### What you are asked to do:
Set out every line of the material below as a numbered list, leaving out any blank lines.

■ ■ ■ ■ ■

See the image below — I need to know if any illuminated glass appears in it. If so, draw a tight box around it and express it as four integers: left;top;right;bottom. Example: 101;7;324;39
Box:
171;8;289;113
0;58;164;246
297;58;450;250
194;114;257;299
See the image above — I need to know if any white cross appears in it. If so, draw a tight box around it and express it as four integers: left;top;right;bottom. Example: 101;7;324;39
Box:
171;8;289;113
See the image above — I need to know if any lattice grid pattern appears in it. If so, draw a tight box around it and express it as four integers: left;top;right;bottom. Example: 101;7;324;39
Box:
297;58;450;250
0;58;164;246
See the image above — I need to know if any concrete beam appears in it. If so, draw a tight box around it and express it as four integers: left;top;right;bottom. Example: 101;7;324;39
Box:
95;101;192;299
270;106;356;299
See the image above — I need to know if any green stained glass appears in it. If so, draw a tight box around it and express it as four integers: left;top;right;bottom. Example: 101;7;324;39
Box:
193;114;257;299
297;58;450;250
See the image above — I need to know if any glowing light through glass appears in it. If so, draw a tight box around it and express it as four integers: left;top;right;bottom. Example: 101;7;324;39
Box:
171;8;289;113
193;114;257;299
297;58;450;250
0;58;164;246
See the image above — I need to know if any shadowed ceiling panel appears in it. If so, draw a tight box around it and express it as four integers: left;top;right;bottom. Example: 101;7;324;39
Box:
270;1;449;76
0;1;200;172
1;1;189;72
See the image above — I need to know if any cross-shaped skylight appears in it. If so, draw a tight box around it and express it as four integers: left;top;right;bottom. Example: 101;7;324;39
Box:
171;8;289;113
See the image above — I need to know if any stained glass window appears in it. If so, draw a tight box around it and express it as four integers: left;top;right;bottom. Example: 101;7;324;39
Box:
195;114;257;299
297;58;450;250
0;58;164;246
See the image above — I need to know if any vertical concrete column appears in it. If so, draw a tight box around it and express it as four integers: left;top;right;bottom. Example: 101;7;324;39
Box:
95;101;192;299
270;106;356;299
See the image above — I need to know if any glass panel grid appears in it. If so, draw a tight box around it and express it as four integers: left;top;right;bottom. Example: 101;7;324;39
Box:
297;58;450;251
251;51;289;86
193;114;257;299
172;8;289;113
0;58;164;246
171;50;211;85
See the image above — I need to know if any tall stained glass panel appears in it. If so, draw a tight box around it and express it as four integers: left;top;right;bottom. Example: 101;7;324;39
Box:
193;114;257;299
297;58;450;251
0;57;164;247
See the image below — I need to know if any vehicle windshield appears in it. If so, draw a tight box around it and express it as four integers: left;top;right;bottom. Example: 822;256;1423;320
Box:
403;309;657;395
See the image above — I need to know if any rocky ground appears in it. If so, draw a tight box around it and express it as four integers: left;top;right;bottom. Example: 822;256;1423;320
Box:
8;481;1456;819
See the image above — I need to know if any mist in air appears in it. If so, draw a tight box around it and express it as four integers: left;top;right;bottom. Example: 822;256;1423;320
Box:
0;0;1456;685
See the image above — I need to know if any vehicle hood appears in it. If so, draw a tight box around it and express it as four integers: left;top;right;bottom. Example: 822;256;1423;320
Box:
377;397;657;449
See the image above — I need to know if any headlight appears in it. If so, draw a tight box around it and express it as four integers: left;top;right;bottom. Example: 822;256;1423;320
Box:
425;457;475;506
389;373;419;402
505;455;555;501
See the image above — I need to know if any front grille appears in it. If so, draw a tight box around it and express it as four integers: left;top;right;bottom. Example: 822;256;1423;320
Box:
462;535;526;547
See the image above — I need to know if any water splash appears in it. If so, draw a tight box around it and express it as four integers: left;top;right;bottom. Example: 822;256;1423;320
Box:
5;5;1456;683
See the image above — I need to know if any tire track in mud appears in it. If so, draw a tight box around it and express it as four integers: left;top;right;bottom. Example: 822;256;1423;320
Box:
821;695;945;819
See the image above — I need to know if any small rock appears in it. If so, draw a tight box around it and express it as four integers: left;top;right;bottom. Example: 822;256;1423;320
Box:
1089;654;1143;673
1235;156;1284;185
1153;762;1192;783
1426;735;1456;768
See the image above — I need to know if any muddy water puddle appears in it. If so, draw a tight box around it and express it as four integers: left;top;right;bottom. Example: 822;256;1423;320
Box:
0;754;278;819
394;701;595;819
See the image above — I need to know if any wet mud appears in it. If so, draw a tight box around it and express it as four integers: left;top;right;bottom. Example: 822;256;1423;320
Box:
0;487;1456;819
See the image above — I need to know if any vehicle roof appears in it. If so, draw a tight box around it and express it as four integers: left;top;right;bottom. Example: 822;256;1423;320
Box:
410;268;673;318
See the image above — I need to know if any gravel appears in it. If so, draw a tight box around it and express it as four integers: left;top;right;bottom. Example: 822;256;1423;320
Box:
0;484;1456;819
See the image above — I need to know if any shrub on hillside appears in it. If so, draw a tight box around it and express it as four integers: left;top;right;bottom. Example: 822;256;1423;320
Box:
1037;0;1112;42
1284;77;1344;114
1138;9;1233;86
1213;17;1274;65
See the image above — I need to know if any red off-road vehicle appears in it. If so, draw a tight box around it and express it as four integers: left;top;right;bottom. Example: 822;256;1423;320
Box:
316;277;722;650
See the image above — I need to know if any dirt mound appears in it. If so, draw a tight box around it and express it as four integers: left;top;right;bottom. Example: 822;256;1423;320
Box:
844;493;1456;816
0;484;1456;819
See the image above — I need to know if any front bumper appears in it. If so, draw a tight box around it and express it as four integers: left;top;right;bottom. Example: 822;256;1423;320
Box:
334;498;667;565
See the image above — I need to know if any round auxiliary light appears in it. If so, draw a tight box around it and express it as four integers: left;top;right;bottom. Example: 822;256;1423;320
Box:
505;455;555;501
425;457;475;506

■ ■ ■ ■ ■

### Solution to this task:
1. See the image below — I need to know if any illuminated glass appears in it. If so, draw a tight box around it and express it as four integers: left;top;right;bottom. Example: 101;7;324;39
2. Box:
3. 171;8;289;113
4. 0;58;164;246
5. 297;58;450;250
6. 194;114;257;299
7. See the image above — I need to know if any white cross appears in it. If so, draw a tight box around it and express it as four integers: left;top;right;bottom. Example: 101;7;324;39
8. Box:
9. 171;8;289;113
10. See the image above — I need to know if any lattice grid pattern appears in it. If so, draw a tight box around it and express it as four integers: left;top;right;bottom. Example: 101;7;324;39
11. Box:
12. 297;58;450;250
13. 0;58;164;246
14. See the image above — I need to know if any concrete beam appears in it. If so, draw a tight box around it and express it as four integers: left;top;right;bottom. Example: 101;7;324;39
15. Box:
16. 95;101;192;299
17. 270;106;356;299
18. See the image above — I need to know if any green stained glass appears in it. If so, draw a tight box around it and express it as four integers: left;top;right;bottom. Example: 101;7;324;39
19. Box:
20. 193;114;257;299
21. 297;58;450;250
22. See the image above — I need to know if any glowing light through glass appears in it. If so, draw a tight box around it and express it as four integers: left;top;right;bottom. Example: 101;7;324;39
23. Box:
24. 171;8;289;113
25. 193;114;257;299
26. 297;58;450;250
27. 0;58;164;246
28. See the image above — I need to know if any shadowed ceiling panel appears in it. If so, draw a tight box around it and express it as four integers: left;top;right;bottom. Example: 101;7;324;39
29. Box:
30. 270;1;449;76
31. 0;1;200;172
32. 1;1;189;72
33. See the image above — I need to know if any cross-shaped skylight appears in it. If so, draw a tight box around it and express it as four integers: left;top;right;bottom. Example: 101;7;324;39
34. Box:
35. 171;8;289;113
36. See the image above — I need to know if any stained glass window appears in it. If so, draw a tight box around it and express it as four integers: left;top;right;bottom. Example: 101;7;324;39
37. Box:
38. 195;114;257;299
39. 297;58;450;250
40. 0;58;164;246
41. See the image above — I need to know if any vertical concrete column appears in it. If so, draw a tight box around it and express it as four integers: left;top;right;bottom. Example: 101;7;324;39
42. Box:
43. 95;101;192;299
44. 270;106;356;299
45. See the image above — I need to know if any glass panel grid appears in it. If so, draw a tight box around it and express it as four integers: left;top;right;bottom. Example: 101;7;324;39
46. Box:
47. 297;58;450;251
48. 251;51;289;86
49. 193;114;257;299
50. 172;8;289;113
51. 0;58;164;246
52. 171;50;211;85
53. See the image above — I need to know if any tall stained glass panel appears in it. If so, draw a tight box around it and express it as four integers: left;top;right;bottom. Example: 101;7;324;39
54. Box:
55. 193;114;257;299
56. 297;58;450;251
57. 0;57;164;247
58. See the image below — I need to know if any vehicle windshield appears in it. If so, draw a tight box around it and express it as four integers: left;top;right;bottom. Example: 822;256;1423;320
59. Box:
60. 403;309;657;395
61. See the image above — I need to know if any rocky ground appears in it. If so, draw a tight box around it and express it as four integers: left;top;right;bottom. Example: 822;256;1423;320
62. Box:
63. 8;481;1456;819
64. See the image above — I need to know if any mist in air appears in it. If so, draw a tight box around it and express it as four integers: left;top;right;bottom. Example: 822;256;1423;320
65. Box:
66. 0;0;1456;685
67. See the image above — I need to know if any vehicle hood appears in it. If so, draw a tight box around it and express it as four integers: left;top;right;bottom. Example: 822;256;1423;320
68. Box:
69. 377;397;657;449
70. See the image above — I need to know if any headlight appears in it. If so, draw a tight box around it and express it as four integers: left;top;right;bottom. Example: 822;256;1423;320
71. Box:
72. 425;457;475;506
73. 389;373;419;402
74. 505;455;555;501
75. See the image above — I need to know if any front grille appears in it. If so, draw a tight box around it and express it as four integers: left;top;right;bottom. Example: 822;256;1423;320
76. Box:
77. 462;535;526;547
78. See the image above — I need to know if any water splash appears in it. If so, draw a tight box around it and express it as four integers: left;top;right;bottom. Example: 822;256;1423;320
79. Box:
80. 5;5;1456;683
81. See the image above — I need to know if any tire track in mud appears in it. If so, draw a tight box around it and express it as four integers: left;top;right;bottom. Example: 822;256;1423;320
82. Box:
83. 821;695;945;819
84. See the image above — I need to know if any small rock appears in it. If so, draw a tight box around it and express it as four integers: left;top;right;bottom. Example: 822;256;1423;320
85. Box:
86. 1089;654;1143;673
87. 1235;156;1284;185
88. 1153;762;1192;783
89. 1426;735;1456;768
90. See the image above — I need to know if any muddy water puddle appears in it. If so, draw a tight box around it and express it as four integers: left;top;right;bottom. Example: 822;256;1423;320
91. Box:
92. 0;754;278;819
93. 394;701;595;819
94. See the image above — I need to know if any wet mud appears in it. If so, draw a tight box around it and express it as four integers: left;top;right;bottom. Example: 822;256;1423;320
95. Box:
96. 0;487;1456;819
97. See the image above — I need to know if any vehicle roof appears in it. If so, draw a tight box around it and express it as four integers: left;top;right;bottom. Example: 822;256;1423;320
98. Box:
99. 410;268;673;318
100. See the image above — I need to know if any gravel appears in it. If so, draw a tight box around it and express it as four integers: left;top;right;bottom. Example: 822;256;1423;320
101. Box:
102. 0;484;1456;819
103. See the image above — I need to know if any shrub on hillside appears in it. If so, draw a tight box around it and express it as four integers: left;top;right;bottom. Example: 822;256;1423;320
104. Box:
105. 1037;0;1112;42
106. 1284;77;1344;114
107. 1138;9;1233;86
108. 1213;17;1274;65
109. See the image above — I need to know if any red off-road vehicle appears in it. If so, draw a tight box around it and express it as four integers: left;top;right;bottom. Example: 822;256;1423;320
110. Box:
111. 316;277;722;650
112. See the image above — I need to know if any dirt mound appears in it. If so, draw a tight box around it and express it as four integers: left;top;right;bottom. Example: 822;256;1423;320
113. Box:
114. 844;493;1456;816
115. 0;484;1456;819
116. See the image above — I need to know if any front bumper appears in it. If so, draw a tight box around it and express it as four integers: left;top;right;bottom. Example: 822;256;1423;320
117. Box:
118. 334;498;667;565
119. See the image above — I need to know if any round auxiliary light appears in it. If so, draw a tight box around it and express it as four integers: left;top;right;bottom. Example: 822;256;1423;320
120. Box:
121. 505;455;555;501
122. 425;457;475;506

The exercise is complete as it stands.